*What the task asks:*
Can you extract every line below that contains the string "beak", copying each one in full? Case counts, so only matches with the same capitalization qualify.

*Supplied data:*
[Begin]

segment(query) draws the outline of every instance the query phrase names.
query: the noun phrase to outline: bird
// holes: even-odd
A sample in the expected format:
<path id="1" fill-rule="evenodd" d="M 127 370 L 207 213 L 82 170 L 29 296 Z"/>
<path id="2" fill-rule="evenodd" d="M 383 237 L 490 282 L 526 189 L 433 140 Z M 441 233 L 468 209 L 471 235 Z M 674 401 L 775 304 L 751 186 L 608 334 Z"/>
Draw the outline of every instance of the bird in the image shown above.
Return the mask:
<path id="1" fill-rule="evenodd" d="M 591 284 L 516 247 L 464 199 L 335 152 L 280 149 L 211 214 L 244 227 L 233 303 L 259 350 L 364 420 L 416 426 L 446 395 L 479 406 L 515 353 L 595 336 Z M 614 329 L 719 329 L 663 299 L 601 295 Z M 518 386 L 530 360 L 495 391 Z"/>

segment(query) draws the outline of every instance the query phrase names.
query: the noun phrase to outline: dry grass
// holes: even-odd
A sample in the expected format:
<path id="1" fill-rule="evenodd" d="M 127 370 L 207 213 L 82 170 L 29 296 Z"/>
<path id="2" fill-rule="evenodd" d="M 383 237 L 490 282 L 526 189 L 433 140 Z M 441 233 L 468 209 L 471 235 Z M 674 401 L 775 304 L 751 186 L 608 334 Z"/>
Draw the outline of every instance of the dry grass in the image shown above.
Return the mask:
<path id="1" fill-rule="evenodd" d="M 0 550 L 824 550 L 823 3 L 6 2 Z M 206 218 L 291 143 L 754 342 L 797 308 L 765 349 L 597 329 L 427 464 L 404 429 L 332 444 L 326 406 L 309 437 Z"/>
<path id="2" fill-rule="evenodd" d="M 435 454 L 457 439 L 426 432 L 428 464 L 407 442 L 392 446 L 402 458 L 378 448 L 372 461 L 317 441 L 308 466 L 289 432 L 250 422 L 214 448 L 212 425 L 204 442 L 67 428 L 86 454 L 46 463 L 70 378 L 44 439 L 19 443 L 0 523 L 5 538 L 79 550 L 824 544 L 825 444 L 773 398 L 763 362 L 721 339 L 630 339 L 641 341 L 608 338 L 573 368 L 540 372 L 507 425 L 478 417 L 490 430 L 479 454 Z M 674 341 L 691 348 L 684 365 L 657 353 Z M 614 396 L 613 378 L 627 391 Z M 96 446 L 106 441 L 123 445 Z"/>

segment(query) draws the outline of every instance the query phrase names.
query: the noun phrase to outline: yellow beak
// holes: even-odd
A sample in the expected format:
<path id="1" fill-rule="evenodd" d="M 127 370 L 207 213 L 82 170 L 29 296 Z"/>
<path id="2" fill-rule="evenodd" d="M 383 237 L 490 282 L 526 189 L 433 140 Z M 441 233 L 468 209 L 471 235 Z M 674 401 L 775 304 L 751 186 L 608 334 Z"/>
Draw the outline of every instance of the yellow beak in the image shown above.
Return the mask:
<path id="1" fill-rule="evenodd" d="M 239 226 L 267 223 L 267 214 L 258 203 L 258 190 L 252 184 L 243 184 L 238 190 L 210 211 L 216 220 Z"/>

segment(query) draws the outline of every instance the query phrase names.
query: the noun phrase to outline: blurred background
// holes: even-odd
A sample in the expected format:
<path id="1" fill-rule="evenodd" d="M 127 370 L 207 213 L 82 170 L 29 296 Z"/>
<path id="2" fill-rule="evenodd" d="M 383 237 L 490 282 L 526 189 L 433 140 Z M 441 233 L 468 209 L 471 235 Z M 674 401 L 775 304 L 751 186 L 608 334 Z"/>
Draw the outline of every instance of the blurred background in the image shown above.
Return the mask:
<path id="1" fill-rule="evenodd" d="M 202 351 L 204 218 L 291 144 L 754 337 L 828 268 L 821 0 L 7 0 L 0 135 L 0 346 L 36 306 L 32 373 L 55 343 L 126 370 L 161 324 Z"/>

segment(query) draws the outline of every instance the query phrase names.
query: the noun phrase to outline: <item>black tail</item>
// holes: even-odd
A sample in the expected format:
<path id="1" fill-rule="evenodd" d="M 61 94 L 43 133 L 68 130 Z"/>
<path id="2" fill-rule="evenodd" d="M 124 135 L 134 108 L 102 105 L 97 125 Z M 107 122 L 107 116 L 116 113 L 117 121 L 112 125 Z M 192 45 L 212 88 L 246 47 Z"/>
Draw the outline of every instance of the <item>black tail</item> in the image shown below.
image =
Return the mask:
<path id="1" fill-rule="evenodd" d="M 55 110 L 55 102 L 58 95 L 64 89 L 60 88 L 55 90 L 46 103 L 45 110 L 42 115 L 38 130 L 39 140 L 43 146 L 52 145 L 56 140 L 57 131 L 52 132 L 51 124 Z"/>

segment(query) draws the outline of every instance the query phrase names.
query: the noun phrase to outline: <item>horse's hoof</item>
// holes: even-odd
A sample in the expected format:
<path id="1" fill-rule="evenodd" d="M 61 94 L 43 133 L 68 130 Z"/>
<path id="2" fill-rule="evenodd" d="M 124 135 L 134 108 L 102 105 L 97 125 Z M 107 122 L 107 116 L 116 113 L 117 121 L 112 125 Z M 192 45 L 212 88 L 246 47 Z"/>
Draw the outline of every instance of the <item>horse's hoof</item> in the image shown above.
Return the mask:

[End]
[Begin]

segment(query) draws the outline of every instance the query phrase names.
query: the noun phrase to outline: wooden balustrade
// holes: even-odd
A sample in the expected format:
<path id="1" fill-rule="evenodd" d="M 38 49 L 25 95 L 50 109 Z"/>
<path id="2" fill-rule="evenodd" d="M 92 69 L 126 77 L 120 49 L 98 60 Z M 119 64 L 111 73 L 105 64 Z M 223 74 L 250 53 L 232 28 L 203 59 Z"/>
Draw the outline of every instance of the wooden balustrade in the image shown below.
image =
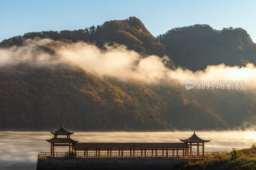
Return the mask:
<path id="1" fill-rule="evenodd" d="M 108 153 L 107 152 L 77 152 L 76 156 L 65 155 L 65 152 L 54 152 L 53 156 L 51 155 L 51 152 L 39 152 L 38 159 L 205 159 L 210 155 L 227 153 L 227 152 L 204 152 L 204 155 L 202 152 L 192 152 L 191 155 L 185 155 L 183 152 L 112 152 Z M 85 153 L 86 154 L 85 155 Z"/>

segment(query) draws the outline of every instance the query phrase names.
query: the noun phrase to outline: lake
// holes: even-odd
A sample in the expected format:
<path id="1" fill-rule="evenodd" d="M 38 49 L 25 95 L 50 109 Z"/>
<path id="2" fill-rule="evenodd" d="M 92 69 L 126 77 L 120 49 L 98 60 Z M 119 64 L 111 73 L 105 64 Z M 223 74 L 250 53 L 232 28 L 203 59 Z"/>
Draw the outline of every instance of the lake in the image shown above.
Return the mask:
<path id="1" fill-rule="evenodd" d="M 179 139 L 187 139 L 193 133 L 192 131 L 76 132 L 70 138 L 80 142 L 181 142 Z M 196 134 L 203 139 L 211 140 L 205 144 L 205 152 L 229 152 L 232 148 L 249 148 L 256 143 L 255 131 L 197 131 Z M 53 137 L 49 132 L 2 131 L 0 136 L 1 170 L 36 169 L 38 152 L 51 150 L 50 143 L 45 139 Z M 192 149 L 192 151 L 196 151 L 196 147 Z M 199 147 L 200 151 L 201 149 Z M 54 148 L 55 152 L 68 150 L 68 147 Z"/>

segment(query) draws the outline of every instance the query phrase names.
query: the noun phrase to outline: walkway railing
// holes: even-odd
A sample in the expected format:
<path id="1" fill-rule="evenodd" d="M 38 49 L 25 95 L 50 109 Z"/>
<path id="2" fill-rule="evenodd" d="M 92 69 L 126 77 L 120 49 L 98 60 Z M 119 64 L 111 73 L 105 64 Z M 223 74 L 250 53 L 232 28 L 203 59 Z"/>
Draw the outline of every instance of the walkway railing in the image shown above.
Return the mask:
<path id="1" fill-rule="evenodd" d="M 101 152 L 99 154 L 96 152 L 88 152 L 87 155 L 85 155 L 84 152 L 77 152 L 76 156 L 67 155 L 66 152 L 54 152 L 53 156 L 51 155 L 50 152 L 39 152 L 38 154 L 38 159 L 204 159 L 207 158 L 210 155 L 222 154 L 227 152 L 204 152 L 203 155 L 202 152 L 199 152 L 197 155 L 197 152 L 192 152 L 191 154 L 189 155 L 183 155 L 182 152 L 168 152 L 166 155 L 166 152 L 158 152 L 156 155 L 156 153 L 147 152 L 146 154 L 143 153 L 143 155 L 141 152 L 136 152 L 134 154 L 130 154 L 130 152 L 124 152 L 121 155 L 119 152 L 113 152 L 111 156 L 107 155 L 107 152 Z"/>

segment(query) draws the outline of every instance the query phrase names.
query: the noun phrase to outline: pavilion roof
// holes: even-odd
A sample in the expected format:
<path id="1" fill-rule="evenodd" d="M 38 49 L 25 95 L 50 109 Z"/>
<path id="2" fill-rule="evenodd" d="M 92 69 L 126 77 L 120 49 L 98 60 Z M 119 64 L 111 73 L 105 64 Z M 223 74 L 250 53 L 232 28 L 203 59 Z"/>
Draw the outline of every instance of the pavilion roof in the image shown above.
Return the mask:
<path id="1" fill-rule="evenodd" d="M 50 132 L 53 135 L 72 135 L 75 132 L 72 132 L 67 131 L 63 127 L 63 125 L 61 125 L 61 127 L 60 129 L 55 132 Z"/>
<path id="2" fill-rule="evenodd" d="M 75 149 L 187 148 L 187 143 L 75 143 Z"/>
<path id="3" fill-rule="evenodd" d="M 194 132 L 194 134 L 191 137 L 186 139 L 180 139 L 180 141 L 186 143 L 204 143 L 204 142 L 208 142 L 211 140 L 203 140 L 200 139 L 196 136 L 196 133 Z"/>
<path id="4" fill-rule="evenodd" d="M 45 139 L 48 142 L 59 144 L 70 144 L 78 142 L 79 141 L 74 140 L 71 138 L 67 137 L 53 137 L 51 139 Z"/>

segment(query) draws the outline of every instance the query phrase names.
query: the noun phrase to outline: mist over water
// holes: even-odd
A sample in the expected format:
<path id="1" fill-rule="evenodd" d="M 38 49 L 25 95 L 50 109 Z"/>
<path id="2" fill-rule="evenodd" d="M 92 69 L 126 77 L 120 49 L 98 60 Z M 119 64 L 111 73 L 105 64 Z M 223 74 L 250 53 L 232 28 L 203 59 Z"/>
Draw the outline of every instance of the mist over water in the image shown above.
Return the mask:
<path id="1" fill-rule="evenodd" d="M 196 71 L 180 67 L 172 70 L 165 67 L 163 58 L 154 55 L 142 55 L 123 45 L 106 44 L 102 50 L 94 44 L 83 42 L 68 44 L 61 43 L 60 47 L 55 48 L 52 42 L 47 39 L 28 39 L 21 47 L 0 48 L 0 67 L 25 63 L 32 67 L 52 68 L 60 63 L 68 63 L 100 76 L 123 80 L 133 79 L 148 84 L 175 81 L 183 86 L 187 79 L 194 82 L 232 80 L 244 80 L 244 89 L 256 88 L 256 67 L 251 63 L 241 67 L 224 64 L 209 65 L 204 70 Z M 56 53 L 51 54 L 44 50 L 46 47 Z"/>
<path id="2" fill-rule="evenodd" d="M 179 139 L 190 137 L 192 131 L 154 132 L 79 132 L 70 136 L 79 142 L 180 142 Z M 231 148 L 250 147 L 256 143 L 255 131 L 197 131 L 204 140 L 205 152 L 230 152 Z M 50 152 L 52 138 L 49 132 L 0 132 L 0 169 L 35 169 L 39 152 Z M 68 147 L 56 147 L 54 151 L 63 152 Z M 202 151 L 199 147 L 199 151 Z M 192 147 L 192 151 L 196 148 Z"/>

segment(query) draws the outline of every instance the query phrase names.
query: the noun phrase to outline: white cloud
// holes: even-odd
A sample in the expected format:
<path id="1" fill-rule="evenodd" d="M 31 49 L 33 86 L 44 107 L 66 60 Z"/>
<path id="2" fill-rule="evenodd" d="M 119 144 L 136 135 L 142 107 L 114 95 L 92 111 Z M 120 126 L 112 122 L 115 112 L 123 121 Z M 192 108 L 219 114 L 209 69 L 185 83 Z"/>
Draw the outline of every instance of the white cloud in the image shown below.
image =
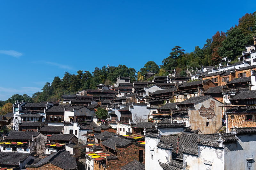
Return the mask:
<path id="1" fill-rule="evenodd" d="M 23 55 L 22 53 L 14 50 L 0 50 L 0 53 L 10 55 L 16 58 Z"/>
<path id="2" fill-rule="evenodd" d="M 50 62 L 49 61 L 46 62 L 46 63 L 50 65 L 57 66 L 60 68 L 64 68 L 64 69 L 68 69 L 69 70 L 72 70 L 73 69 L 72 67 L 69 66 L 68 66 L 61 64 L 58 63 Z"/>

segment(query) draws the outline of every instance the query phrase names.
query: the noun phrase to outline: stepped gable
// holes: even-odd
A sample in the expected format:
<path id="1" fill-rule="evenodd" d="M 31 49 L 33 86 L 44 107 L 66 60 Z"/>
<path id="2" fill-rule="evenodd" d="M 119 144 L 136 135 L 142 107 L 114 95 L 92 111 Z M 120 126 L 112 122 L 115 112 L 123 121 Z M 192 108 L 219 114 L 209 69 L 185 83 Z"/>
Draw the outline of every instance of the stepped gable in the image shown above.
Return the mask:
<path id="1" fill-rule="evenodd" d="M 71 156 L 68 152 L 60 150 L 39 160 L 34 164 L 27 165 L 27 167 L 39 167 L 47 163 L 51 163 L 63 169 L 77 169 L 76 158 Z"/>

[End]

*Task result:*
query: the noun phrase to outline: yellow beak
Draw the outline of every instance of the yellow beak in the image shown above.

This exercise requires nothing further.